Your instructions
Reproduce the rows from the start through the line containing "(1076, 290)", changing "paved path" to "paved walkway" and keeping everything else the same.

Material
-------------------------

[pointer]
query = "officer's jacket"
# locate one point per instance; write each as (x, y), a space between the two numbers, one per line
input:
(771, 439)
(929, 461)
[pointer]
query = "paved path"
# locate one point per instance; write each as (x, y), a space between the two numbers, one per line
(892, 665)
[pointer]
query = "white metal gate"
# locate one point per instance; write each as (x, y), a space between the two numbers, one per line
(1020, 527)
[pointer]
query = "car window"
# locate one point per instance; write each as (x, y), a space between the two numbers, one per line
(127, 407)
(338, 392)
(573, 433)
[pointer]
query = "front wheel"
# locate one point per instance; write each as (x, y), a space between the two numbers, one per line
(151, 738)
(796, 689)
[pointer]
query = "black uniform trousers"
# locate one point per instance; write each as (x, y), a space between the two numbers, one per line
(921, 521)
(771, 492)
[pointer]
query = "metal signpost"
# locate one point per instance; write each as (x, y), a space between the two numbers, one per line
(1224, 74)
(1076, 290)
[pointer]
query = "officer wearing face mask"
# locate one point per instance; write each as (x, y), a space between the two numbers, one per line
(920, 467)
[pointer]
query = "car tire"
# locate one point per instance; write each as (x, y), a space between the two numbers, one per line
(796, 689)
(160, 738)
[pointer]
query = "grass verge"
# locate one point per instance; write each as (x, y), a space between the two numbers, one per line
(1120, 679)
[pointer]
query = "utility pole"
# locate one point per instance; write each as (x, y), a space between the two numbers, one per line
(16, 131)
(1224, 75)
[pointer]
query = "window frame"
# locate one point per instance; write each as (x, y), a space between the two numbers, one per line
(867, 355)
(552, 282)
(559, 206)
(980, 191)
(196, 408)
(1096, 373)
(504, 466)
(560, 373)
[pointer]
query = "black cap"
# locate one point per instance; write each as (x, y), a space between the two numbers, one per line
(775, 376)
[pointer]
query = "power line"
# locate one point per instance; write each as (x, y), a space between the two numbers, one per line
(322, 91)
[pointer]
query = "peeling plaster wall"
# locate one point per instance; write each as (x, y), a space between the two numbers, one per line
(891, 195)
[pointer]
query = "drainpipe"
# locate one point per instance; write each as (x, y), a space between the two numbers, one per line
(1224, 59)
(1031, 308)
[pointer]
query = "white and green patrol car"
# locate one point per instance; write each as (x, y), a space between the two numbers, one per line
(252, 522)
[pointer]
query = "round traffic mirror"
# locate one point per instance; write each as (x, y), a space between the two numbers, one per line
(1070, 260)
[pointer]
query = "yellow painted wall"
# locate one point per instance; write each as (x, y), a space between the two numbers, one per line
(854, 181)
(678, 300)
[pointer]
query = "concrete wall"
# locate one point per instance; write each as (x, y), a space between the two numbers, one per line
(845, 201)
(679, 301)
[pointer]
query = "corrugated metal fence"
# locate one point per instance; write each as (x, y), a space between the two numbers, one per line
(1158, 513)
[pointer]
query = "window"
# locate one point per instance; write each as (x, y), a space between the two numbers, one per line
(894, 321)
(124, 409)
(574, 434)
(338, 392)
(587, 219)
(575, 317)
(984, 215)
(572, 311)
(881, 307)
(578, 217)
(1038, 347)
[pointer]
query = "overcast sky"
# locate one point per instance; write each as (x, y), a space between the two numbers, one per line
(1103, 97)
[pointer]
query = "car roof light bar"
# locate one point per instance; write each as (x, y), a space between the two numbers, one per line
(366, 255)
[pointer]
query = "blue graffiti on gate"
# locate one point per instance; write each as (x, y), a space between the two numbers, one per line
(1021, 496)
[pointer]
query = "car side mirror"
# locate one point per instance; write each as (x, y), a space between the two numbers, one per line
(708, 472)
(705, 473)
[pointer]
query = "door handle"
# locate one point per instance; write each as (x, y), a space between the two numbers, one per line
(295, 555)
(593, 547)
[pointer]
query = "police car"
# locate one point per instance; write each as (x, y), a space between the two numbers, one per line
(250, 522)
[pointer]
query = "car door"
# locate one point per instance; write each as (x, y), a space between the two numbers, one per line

-------------------------

Result of this exercise
[pointer]
query = "officer's jacket"
# locate one point per instance; write each as (x, y), a space between the two numbers, one per line
input:
(771, 439)
(929, 461)
[pointer]
query = "paved walkway"
# locate one point per instance; write each as (x, y), a space between the two numbers, one per line
(892, 665)
[pointer]
query = "white metal gate"
# locate one point per instance; write each as (x, y), a space between the two numbers, one per line
(1020, 527)
[pointer]
query = "car window"
# locate one point per instance; write each as (x, y), a space between the two numbers, one per line
(127, 407)
(338, 392)
(573, 433)
[pointer]
query = "front wheel"
# locate one point per instance; write each as (x, y), a space between the two numbers, one per line
(151, 738)
(796, 689)
[pointer]
query = "black uniform trousers"
# locate one point per instance; write each as (x, y), a space between the two numbers, one per line
(921, 521)
(771, 492)
[pointer]
query = "metal signpost"
# locate one point per instance; write each as (x, y), a space between the two numbers, one per line
(1224, 74)
(1076, 290)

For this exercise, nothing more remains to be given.